What this exercise asks:
1/ Using the passage on vocational education, explain in one to three sentences why the New Right argued that Britain needed job-related training in the 1980s.
2/ Continue the passage on vocational education from its last sentence.

Text provided:
____
The New Right introduced Vocational Educational in the 1980s. At the time they argued that Britain needed job-related training in order to combat high levels of unemployment at that time, and in order to prepare young people for a range of new jobs emerging with new technologies, and to make them more competitive in a globalising economy.

Two vocational policies the New Right introduced were National Vocational Qualifications (NVQs) and the Youth Training Scheme (YTS). The former involved building a portfolio of evidence to prove you had the specific skills necessary for a job, and the later involved on the job training, in which trainees received a small wage, funded by the government.

At first glance, the expansion of Vocational Education in the 1980s seems to support the Functionalist view of education – as it seems be about getting people ready for work and performing the function of ‘role allocation’ more effectively, however, there were a number of criticisms of early Vocationalism

Two criticisms of these policies were that NVQs were seen by many as an inferior qualification to the more academic ‘A’ level subjects, and much on the job training was of a low quality because it wasn’t very well regulated – some trainees were basically just glorified tea boys (according to research by Marxist sociologist Dan Finn in the 1980s.)

New Labour expanded Vocational Education, seeing it as a way to provide individuals with the training needed to be competitive in a globalised Post-Fordist, high skilled/ high waged economy.

The main plank of Labour’s Vocational Policy was The New Deal for young people which Provided some kind of guaranteed training for any 18-24 year old who had been unemployed for more than 6 months. This was set up in 1998 and initially cost £3.5 billion. Employers were offered a government subsidy to take on people under 25 who had been unemployed for more than 6 months. By March 2003 almost 1 million people had started the New Deal, and 40% of them had moved on to full-time unsubsidised jobs.

A second central aspect of New Labour’s Vocational Policy was the introduction of The Modern Apprenticeships scheme in 2002.There are many different levels of Apprenticeships in a huge range of industries, and they typically involve on the job training in sectors ranging from tourism to engineering. Those undertaking them are paid a small wage, which varies with age, while undertaking training.
____
Information supplied:
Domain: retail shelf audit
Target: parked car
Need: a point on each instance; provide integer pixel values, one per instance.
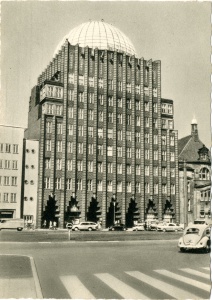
____
Answers in order:
1/ The New Right argued that job-related training would combat the high unemployment of the time. It would also prepare young people for the range of new jobs emerging with new technologies and make them more competitive in a globalising economy.

2/
Some of the early modern apprenticships were criticised for being exploitative – some companies simply hired workers to a 6 week training course and then sacked them and rehired more trainees as a means of getting cheap labour. However, overall, apprenticeships have been a huge success and there are now hundreds of thousands of people who do them in any one year.

A third strand of New Labour’s Vocational Policy was The Introduction of Vocational A levels –Today, the most commonly recognised type of Vocational A level is the BTEC – Which Edexcel defines as being ‘designed as specialist work-related qualifications and are available in a range of sectors like business, engineering and ICT. A number of BTECs are recognised as Technical Certificates and form part of the Apprenticeship Framework.’

While the purpose of this was to try and eradicate the traditional vocational-academic divide it was mostly working class children went down the vocational route, while middle class children did A levels, which many middle class parents regard as the only ‘proper qualifications’, and from a broadly Marxist analysis Vocational Education simply reinforces the class divide.

In conclusion, the fact that Vocational Education has gradually been extended over the years suggests that successive governments see it as playing an important role in our society, especially in getting children ready for work and providing them with the type of skills our economy needs. It is also clear that a number of children simply are not suited to a purely academic education, so in an increasingly diverse society, it is likely to have a continued role to play. However, we also need to recognise that there are problems with it, such as with unscrupulous employers using on the job training as a means of getting cheap labour, so steps need to be taken to ensure it is effectively regulated.